## SUPPLIED RECORDS
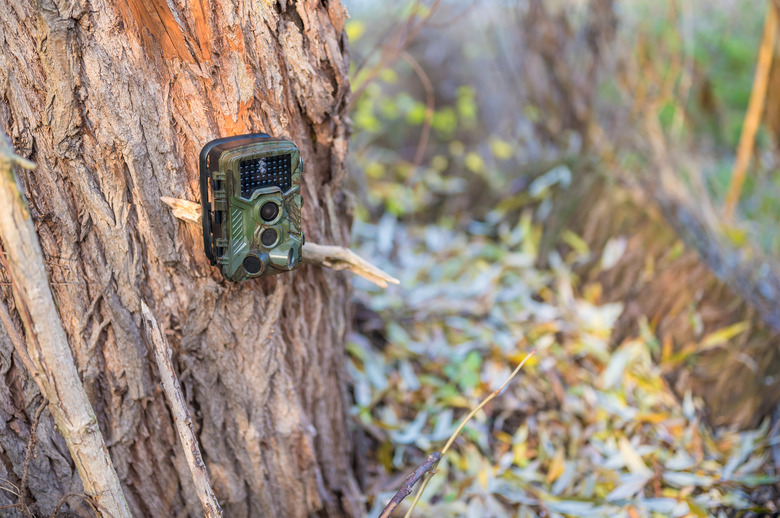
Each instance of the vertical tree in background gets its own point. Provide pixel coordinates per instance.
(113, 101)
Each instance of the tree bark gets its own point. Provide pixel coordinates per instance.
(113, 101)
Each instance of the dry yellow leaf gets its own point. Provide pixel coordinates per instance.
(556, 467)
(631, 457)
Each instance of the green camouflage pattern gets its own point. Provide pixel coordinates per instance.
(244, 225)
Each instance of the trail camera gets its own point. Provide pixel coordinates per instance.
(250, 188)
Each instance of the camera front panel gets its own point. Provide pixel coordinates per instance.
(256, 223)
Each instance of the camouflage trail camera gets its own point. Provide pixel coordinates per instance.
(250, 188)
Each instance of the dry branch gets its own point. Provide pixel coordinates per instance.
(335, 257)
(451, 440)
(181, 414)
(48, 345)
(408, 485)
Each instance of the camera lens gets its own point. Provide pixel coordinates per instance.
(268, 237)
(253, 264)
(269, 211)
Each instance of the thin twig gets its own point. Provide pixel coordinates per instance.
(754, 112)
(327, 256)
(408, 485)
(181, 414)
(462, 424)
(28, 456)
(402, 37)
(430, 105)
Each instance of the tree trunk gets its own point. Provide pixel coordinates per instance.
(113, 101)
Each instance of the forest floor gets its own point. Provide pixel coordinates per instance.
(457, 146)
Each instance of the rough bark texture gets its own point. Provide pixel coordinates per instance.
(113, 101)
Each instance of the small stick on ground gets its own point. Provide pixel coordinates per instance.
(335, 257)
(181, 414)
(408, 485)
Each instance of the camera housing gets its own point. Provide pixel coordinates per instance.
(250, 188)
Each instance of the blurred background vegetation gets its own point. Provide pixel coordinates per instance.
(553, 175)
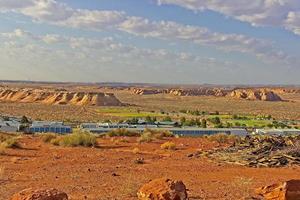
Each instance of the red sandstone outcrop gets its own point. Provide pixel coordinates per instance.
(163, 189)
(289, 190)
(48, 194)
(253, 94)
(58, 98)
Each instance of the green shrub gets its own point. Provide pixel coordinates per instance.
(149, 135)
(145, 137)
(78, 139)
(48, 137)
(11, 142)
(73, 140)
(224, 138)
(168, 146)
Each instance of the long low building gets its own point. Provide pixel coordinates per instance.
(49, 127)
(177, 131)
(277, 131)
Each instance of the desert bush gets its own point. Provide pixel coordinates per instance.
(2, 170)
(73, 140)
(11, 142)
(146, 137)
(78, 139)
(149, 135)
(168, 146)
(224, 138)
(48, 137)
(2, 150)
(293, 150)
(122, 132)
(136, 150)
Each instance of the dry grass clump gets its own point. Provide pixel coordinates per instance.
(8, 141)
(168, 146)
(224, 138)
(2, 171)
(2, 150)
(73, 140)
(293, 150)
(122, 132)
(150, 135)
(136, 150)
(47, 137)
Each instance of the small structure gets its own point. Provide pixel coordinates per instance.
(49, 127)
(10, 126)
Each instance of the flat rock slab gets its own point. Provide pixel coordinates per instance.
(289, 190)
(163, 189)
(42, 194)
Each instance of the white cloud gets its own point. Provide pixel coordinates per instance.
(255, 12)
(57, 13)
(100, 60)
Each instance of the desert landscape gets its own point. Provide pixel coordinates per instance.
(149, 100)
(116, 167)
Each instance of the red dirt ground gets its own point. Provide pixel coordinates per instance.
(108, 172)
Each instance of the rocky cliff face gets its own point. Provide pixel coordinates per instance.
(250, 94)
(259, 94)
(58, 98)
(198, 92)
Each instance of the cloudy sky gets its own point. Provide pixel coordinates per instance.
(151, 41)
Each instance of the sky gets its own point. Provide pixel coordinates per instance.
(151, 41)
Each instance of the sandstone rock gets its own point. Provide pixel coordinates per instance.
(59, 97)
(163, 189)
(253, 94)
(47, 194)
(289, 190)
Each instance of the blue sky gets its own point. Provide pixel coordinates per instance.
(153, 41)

## DIRECTIONS
Retype every entry verbatim and exclude the pictures from the copy.

## RESPONSE TO THE EXERCISE
Each instance of the vertical tree in background gets its own point. Provide pixel coordinates per instance.
(113, 101)
Each instance of the tree bark gets its own point. Provide pixel coordinates per instance.
(113, 101)
Each instance of the dry yellow leaf gets its own point. Provide pixel coordinates per instance.
(556, 467)
(631, 457)
Each instance of the green camouflage pattern gets its own point. Provide pixel coordinates per instance.
(244, 225)
Each instance of the trail camera gets its own point. Provide pixel coordinates per instance.
(250, 188)
Each instance of the camera front panel gets its own point. Provide pixel coordinates per instance.
(256, 223)
Each instance of the camouflage trail camera gets its own point. Provide pixel coordinates per instance.
(250, 188)
Each instance of the dry branch gets its own point. Provide pixel coordinates per instance.
(335, 257)
(451, 440)
(181, 414)
(48, 345)
(408, 485)
Each instance of the camera lens gets its own point. Provide pixel coordinates per instance.
(268, 237)
(253, 264)
(269, 211)
Each instance of the thin twig gets its own point. Provide pixel coordinates per instance.
(754, 112)
(327, 256)
(408, 485)
(181, 414)
(462, 424)
(28, 456)
(402, 37)
(430, 105)
Each instance of the tree trunk gets its own point. Provide pixel coordinates per instance.
(113, 101)
Each instance of the forest floor gets its own point. Provide pixel coordinates per instance.
(457, 146)
Each instance of the rough bark texture gets its own point. Provide pixel coordinates per instance.
(113, 101)
Each instance of the small stick on ground gets its own point. Provide pixel coordinates per instance.
(335, 257)
(181, 414)
(408, 485)
Each instance of the camera housing gets its own point. Provide pixel coordinates per instance.
(250, 188)
Each instance of the blurred background vegetation gets its own point. Provide pixel coordinates per instance.
(553, 175)
Each instance of the red sandstone outcrop gets its own point. Provide pixel coordinates per instance.
(163, 189)
(289, 190)
(48, 194)
(253, 94)
(58, 98)
Each instance of the green shrub gets its own point. Provide pixel coordinates per instance.
(149, 135)
(145, 137)
(78, 139)
(48, 137)
(11, 142)
(73, 140)
(224, 138)
(168, 146)
Each instance of the long low building gets its own point. Provide pixel coordinates per instance.
(49, 127)
(177, 131)
(277, 131)
Each instance of the desert bush gets its own point. Provide pixel coordinates per instance.
(2, 170)
(73, 140)
(11, 142)
(146, 137)
(78, 139)
(149, 135)
(168, 146)
(224, 138)
(48, 137)
(2, 150)
(293, 150)
(122, 132)
(136, 150)
Each instance of the dry grass clump gets its own point. Provide pixel coordinates per instance.
(8, 141)
(168, 146)
(224, 138)
(2, 171)
(2, 150)
(73, 140)
(293, 150)
(122, 132)
(150, 135)
(136, 150)
(47, 137)
Each instance of the small structure gets its own point. Provide pixel coordinates per instance.
(49, 127)
(10, 126)
Each instance of the flat rock slab gets its own point. Provide pixel coordinates per instance.
(289, 190)
(163, 189)
(42, 194)
Each instance of the white cloud gets its own point. Provide pixel coordinates per instance.
(255, 12)
(57, 13)
(100, 60)
Each instance of the desert landscape gets its own point. Provide pixel coordinates per instance.
(149, 100)
(116, 167)
Each instance of the red dirt ground gets its own point. Provide pixel coordinates per instance.
(108, 172)
Each instance of the rocky cliff face gets its own point. Provide pixel coordinates per instance.
(250, 94)
(259, 94)
(58, 98)
(198, 92)
Each instance of the cloudy sky gets its own point. Provide pixel coordinates per instance.
(151, 41)
Each instance of the sky gets its own point. Provide pixel coordinates per instance.
(151, 41)
Each instance of the sandstone rock gets its own point. Provide pixel coordinates per instance.
(59, 97)
(163, 189)
(253, 94)
(47, 194)
(289, 190)
Each instance of the blue sky gets its own point. Provide pixel coordinates per instance.
(153, 41)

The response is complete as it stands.